Article basé sur le chapitre 5 de la thèse en sciences du langage de Noémie Marignier intitulée « Les matérialités discursives du sexe – La construction et la déstabilisation des évidences du genre dans les discours sur les sexes atypiques »
Les mots stratégiquement utilisés par les médecins
On avait étudié au chapitre 2 l’instabilité dénominative dans le discours des médecins, et les réflexions métalinguistiques sur les termes à employer pour parler des variations du sexe. Ces réflexions abordaient des problèmes référentiels (trouver le mot qui engloberait le plus de variations du sexe) et des problèmes éthiques (utiliser des mots qui ne soient pas blessants ou problématiques pour les familles). Mais au-delà de ces réflexions sur le choix de dénomination, les médecins produisent également des discours sur les mots à utiliser face aux parents et aux enfants avec une variation du sexe. L’activité métalinguistique n’est pas dirigée vers la recherche du mot juste, du meilleur mot, mais vers la prescription de conduites langagières à adopter :
(34) Tant que le sexe de l’enfant n’est pas encore défini, il faudra éviter l’utilisation de termes anatomiques qui peuvent orienter vers un sexe ou un autre. On parlera avec les parents de « tubercule génital », de « bourrelets génitaux », de « gonades » ou de « sinus urogenital ». On leur expliquera que le sexe de l’enfant est masqué par une malformation qu’il convient de déterminer par des examens complémentaires. Ils seront avertis des conséquences pratiques du choix définitif du sexe, c’est-à-dire les interventions chirurgicales, le risque de stérilité s’il y en a ou d’un traitement substitutif si besoin.
(35) À partir du moment où il existe une incertitude sur le sexe, on évitera d’employer des termes pouvant orienter vers un sexe défini : on parlera plutôt « d’enfant, de bébé ».
(36) Chacun des éléments morphologiques échographiques décrits peuvent être anormaux. Dès qu’il existe un doute sur la normalité des OGE, la terminologie employée doit être attentivement choisie pour ne pas bouleverser définitivement l’image de l’enfant à venir dans l’esprit des parents. La description doit reprendre des termes génériques indifférenciés tels que bourgeon génital (plutôt que pénis ou clitoris), bourrelets génitaux (plutôt que scrotum ou grandes lèvres), ou encore gonades (plutôt que testicules ou ovaires). Cette précaution de terminologie permet de réaliser un bilan complet et si possible d’anticiper le sexe d’élevage avant d’avoir nommé le sexe fœtal.

===============

Consigne de travail: Poursuivez le texte sur les mots que les médecins emploient face aux variations du sexe, en reprenant juste après sa dernière phrase. Les entrées n'ont aucun rapport avec le texte ci-dessus.

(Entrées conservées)
===============

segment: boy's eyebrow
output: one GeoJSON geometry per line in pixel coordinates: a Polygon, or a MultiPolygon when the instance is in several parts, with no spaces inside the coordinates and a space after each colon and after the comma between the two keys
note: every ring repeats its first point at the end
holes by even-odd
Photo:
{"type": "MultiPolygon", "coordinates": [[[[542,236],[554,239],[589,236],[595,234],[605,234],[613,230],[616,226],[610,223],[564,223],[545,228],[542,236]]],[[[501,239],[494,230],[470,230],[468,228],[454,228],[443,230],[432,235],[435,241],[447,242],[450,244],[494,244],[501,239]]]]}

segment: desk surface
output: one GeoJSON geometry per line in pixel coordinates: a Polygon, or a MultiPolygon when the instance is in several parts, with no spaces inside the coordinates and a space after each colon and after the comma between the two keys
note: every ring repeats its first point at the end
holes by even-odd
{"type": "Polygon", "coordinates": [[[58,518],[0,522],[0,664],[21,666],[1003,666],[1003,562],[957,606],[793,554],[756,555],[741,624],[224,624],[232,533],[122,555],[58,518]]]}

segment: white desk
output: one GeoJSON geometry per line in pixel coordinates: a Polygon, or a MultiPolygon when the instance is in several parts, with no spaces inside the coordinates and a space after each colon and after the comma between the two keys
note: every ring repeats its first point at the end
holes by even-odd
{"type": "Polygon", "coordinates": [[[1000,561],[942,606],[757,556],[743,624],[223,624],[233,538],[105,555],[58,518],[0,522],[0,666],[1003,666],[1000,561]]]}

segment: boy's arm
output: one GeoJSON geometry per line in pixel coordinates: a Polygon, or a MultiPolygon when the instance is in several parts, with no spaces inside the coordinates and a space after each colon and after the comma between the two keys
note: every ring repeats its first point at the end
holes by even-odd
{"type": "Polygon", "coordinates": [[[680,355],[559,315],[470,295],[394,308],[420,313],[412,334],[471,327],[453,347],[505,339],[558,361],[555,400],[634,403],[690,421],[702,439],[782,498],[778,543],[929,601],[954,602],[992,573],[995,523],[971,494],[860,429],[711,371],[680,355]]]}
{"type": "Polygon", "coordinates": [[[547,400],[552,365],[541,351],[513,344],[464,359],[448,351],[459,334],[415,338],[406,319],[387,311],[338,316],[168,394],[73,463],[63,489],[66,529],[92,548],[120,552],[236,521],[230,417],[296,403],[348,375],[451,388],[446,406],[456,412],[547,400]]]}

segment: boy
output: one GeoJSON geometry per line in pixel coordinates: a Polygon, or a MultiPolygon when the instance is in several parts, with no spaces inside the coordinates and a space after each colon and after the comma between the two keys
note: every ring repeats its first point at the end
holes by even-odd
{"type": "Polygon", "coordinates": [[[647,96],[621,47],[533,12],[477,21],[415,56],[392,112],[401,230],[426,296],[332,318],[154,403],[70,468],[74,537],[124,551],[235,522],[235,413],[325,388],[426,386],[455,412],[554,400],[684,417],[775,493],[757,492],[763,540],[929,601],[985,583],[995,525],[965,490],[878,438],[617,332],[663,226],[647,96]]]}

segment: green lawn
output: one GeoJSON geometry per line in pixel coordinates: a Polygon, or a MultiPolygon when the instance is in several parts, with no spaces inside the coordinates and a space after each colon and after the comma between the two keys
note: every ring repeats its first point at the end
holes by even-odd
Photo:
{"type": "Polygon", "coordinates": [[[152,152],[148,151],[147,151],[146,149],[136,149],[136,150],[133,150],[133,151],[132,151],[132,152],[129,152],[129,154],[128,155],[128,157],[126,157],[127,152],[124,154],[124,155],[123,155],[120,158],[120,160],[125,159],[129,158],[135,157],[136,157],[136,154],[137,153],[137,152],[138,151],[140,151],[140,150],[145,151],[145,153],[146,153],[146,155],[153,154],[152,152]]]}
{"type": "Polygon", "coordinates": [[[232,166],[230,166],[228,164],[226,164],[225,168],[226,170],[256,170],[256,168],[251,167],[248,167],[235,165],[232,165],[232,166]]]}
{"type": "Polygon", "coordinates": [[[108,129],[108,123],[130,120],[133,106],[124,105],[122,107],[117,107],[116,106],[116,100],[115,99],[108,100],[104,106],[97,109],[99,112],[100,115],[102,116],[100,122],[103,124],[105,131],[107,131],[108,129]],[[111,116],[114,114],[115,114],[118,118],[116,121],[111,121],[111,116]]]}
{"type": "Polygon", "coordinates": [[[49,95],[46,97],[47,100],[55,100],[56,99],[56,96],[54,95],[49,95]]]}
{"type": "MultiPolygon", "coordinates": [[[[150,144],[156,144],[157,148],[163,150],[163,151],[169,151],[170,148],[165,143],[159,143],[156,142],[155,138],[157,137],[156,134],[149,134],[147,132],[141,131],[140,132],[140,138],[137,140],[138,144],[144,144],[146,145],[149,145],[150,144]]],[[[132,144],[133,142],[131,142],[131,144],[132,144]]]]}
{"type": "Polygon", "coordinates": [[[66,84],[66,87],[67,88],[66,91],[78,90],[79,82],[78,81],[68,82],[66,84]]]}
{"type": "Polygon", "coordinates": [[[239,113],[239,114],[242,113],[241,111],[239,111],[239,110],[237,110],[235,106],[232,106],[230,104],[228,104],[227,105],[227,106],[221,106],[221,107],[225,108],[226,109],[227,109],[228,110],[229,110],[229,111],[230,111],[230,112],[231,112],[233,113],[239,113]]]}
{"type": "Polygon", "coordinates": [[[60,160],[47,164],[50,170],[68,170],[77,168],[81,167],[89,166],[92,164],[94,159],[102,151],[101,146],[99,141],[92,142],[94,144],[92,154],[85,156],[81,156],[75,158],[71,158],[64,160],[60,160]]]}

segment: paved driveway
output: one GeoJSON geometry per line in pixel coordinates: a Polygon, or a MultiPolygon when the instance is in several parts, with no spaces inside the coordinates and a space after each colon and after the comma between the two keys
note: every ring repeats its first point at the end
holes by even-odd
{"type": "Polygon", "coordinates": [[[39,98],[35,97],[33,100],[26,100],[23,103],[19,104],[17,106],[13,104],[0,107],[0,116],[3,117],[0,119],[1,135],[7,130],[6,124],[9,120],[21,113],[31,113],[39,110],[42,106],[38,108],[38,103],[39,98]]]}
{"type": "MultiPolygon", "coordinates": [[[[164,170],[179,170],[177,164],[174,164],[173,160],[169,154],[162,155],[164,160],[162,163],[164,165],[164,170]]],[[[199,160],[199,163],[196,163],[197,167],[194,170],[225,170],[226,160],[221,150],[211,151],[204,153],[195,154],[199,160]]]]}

===============

Réponse à fournir:
(37) • parler aux parents, expliquer que le bébé présente une anomalie des organes génitaux et qu’il n’est pas possible de déterminer son sexe immédiatement. Parler « du bébé », « de votre enfant ». Proposer de donner un surnom (en général les surnoms ne sont pas sexués) à l’enfant ;
• faire une description anatomique précise. Comme certaines anomalies de la différenciation sexuelle vont faire discuter un choix de sexe différent du sexe caryotypique, le phénotype de l’enfant doit être décrit dans des termes indifférenciés. Des schémas ou des photographies accompagneront l’examen clinique.
Là aussi on note la forte prescription à dire ou ne pas dire à travers l’utilisation de mots métalinguistiques ; de même du côté de ce qu’il faut dire, il s’agit d’employer des termes indifférenciés ou des termes génériques indifférenciés.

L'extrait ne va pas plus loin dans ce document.